* [CHALLENGE A]:
For each statement below, state yes or no according to whether it agrees with the specification extract, and quote the exact words of the extract that decide it.
(i) Under the modified Samplers section, sampler arrays can be indexed with general integer expressions.
(ii) Querying GEOMETRY_SHADER_INVOCATIONS for a program that has not been linked successfully returns zero.
(iii) Accessing a sampler array with an out-of-bounds index gives undefined results.
* [CHALLENGE B]: Report every line of the listing that contains the string "dense", copying each such line in full.

# START OF SELECTED EXTRACT

Additions to Chapter 4 of the OpenGL 3.2 (Compatibility Profile) Specification
(Per-Fragment Operations and the Frame Buffer)

    None.

Additions to Chapter 5 of the OpenGL 3.2 (Compatibility Profile) Specification
(Special Functions)

    None.

Additions to Chapter 6 of the OpenGL 3.2 (Compatibility Profile) Specification
(State and State Requests)

    Modify Section 6.1.16, Shader and Program Queries, p. 384

    (add to long first paragraph, p. 386) ... If <pname> is
    GEOMETRY_SHADER_INVOCATIONS, the number of geometry shader invocations per
    primitive will be returned.  If GEOMETRY_VERTICES_OUT,
    GEOMETRY_INPUT_TYPE, GEOMETRY_OUTPUT_TYPE, or GEOMETRY_SHADER_INVOCATIONS
    are queried for a program which has not been linked successfully, or which
    does not contain objects to form a geometry shader, then an
    INVALID_OPERATION error is generated.


Additions to Appendix A of the OpenGL 3.2 (Compatibility Profile)
Specification (Invariance)

    None.

Additions to the AGL/GLX/WGL Specifications

    None.

Modifications to The OpenGL Shading Language Specification, Version 1.50
(Revision 09)

    Including the following line in a shader can be used to control the
    language features described in this extension:

      #extension GL_ARB_gpu_shader5 : <behavior>

    where <behavior> is as specified in section 3.3.

    New preprocessor #defines are added to the OpenGL Shading Language:

      #define GL_ARB_gpu_shader5        1


    Modify Section 3.6, Keywords, p. 14

    (add to the keyword list)

      sample


    Modify Section 4.1.7, Samplers, p. 23

    (modify 1st paragraph of the section, deleting the restriction requiring
    constant indexing of sampler arrays but still requiring uniform indexing
    across invocations) ... Samplers may aggregated into arrays within a
    shader (using square brackets [ ]) and can be indexed with general integer
    expressions.  The results of accessing a sampler array with an
    out-of-bounds index are undefined. ...

    (add new paragraph restricting the use of general integer expression in
    sampler array indexing) When indexing an array of samplers, the integer
    expression used to index the array must be uniform across shader
    invocations.  If this restriction is not satisfied, the results of
    accessing the sampler array are undefined.  For the purposes of this
    uniformity test, the index used for texture lookups performed inside a
    loop is considered uniform for the <n>th loop iteration if all shader
    invocations that execute the loop at least <n> times compute the same
    index on that iteration.  For texture lookups inside a function other than
    main(), an index is considered uniform if the value is the same for all
    invocations calling the function from the same point in the caller.  For
    nested loops and function calls, the uniformity test requires that the
    index match only those other shader invocations with identical loop
    iteration counts and function call chains.


    Modify Section 4.1.10, Implicit Conversions, p. 27

    (modify table of implicit conversions)

# END OF SELECTED EXTRACT
# START OF SOURCE RECORDS

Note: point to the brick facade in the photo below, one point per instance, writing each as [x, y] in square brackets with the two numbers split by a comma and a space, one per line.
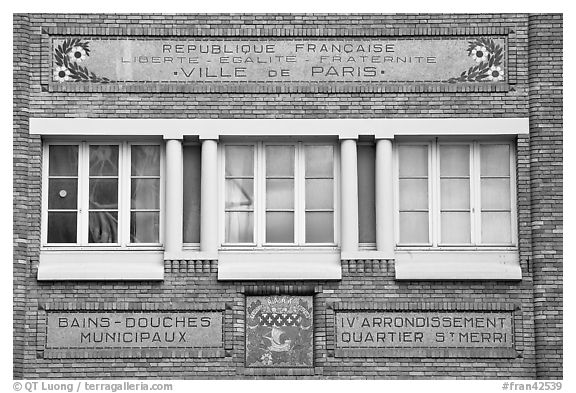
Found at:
[534, 90]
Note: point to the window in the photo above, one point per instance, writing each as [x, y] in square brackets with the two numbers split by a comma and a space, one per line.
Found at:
[456, 194]
[102, 194]
[279, 194]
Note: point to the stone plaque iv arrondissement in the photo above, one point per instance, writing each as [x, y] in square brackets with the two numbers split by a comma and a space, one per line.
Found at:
[430, 333]
[279, 331]
[279, 60]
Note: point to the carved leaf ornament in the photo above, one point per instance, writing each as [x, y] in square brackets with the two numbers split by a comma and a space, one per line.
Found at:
[489, 57]
[68, 57]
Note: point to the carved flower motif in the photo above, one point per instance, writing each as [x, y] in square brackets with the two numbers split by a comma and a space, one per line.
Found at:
[62, 74]
[267, 358]
[495, 74]
[77, 54]
[480, 53]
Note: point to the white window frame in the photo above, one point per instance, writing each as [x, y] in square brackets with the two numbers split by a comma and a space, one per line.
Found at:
[260, 195]
[367, 246]
[124, 189]
[434, 231]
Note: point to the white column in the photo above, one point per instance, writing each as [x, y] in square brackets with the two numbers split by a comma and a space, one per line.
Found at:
[174, 197]
[209, 197]
[384, 197]
[349, 195]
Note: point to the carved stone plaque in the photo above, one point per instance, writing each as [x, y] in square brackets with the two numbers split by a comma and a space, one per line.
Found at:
[116, 330]
[279, 331]
[404, 333]
[280, 60]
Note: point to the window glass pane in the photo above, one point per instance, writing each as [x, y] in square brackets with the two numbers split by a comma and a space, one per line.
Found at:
[454, 160]
[63, 160]
[62, 193]
[145, 160]
[496, 228]
[103, 227]
[145, 194]
[319, 227]
[103, 160]
[103, 194]
[495, 193]
[279, 194]
[455, 194]
[62, 227]
[319, 193]
[413, 227]
[455, 227]
[366, 194]
[192, 162]
[144, 227]
[279, 227]
[319, 161]
[279, 161]
[413, 194]
[239, 160]
[239, 227]
[413, 160]
[240, 194]
[495, 160]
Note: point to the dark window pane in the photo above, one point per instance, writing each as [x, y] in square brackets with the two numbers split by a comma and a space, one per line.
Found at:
[279, 227]
[319, 161]
[414, 227]
[145, 194]
[103, 227]
[63, 160]
[239, 161]
[319, 193]
[279, 161]
[63, 193]
[412, 161]
[145, 160]
[103, 160]
[144, 227]
[192, 162]
[319, 227]
[61, 227]
[239, 227]
[103, 194]
[240, 194]
[279, 194]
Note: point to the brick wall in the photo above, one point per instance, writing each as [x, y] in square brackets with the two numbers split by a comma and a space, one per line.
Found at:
[21, 73]
[194, 281]
[545, 33]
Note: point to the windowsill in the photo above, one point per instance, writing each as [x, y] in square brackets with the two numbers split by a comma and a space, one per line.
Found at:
[458, 264]
[365, 254]
[300, 264]
[98, 264]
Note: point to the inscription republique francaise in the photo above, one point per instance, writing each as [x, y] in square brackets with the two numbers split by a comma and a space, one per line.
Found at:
[276, 60]
[335, 59]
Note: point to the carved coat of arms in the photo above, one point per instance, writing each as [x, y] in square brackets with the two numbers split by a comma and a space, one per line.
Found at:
[279, 331]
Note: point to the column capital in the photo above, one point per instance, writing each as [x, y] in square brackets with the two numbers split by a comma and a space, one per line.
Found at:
[173, 135]
[208, 137]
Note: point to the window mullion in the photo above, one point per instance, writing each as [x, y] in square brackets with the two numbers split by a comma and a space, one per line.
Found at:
[299, 197]
[475, 193]
[84, 191]
[434, 193]
[259, 195]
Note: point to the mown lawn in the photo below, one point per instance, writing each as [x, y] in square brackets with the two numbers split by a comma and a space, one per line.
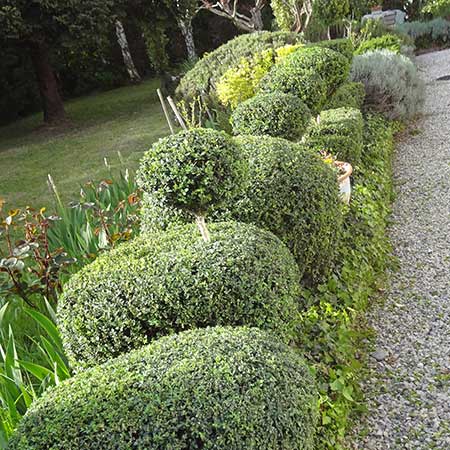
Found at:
[128, 120]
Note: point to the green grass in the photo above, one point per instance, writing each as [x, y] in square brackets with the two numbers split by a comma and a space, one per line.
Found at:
[128, 120]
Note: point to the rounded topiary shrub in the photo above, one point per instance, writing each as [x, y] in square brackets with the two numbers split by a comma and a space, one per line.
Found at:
[202, 79]
[276, 114]
[162, 283]
[310, 73]
[217, 388]
[339, 132]
[289, 191]
[392, 83]
[192, 169]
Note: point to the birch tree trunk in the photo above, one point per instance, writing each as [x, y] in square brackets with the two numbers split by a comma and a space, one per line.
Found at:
[188, 34]
[126, 54]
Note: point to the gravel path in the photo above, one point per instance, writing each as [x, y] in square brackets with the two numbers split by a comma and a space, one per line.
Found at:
[408, 390]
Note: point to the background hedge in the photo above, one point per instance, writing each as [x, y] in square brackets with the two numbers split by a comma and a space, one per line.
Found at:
[340, 132]
[218, 388]
[276, 114]
[310, 73]
[168, 282]
[392, 83]
[348, 95]
[192, 169]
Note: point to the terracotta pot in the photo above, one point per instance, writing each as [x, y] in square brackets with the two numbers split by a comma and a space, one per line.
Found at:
[344, 181]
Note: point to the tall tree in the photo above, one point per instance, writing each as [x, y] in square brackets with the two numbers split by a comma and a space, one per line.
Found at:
[126, 53]
[293, 15]
[331, 12]
[247, 16]
[38, 26]
[184, 11]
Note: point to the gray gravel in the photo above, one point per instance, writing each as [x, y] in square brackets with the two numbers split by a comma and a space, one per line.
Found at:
[408, 389]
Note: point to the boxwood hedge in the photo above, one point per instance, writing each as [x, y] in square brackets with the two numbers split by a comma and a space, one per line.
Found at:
[203, 77]
[211, 389]
[168, 282]
[276, 114]
[340, 132]
[310, 73]
[343, 46]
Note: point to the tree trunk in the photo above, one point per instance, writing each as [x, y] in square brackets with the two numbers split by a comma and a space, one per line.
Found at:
[126, 54]
[256, 18]
[52, 104]
[188, 34]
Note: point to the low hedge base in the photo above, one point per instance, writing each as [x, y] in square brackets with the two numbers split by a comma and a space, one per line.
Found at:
[211, 389]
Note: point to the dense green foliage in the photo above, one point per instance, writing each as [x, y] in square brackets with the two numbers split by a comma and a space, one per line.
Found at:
[206, 389]
[392, 83]
[348, 95]
[202, 78]
[332, 332]
[162, 283]
[192, 170]
[310, 73]
[331, 12]
[388, 41]
[276, 114]
[342, 46]
[291, 192]
[339, 132]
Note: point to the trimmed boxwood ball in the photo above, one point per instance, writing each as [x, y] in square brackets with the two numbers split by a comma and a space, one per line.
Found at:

# END OF SOURCE RECORDS

* [FULL SOLUTION A]:
(i) Yes: "can be indexed with general integer expressions"
(ii) No: "then an INVALID_OPERATION error is generated"
(iii) Yes: "The results of accessing a sampler array with an out-of-bounds index are undefined."

* [FULL SOLUTION B]:
Note: point to the dense green foliage in the photo above, one point per instance, writing each as [x, y] in square brackets with the two numbers split by a comma and a space, one per line.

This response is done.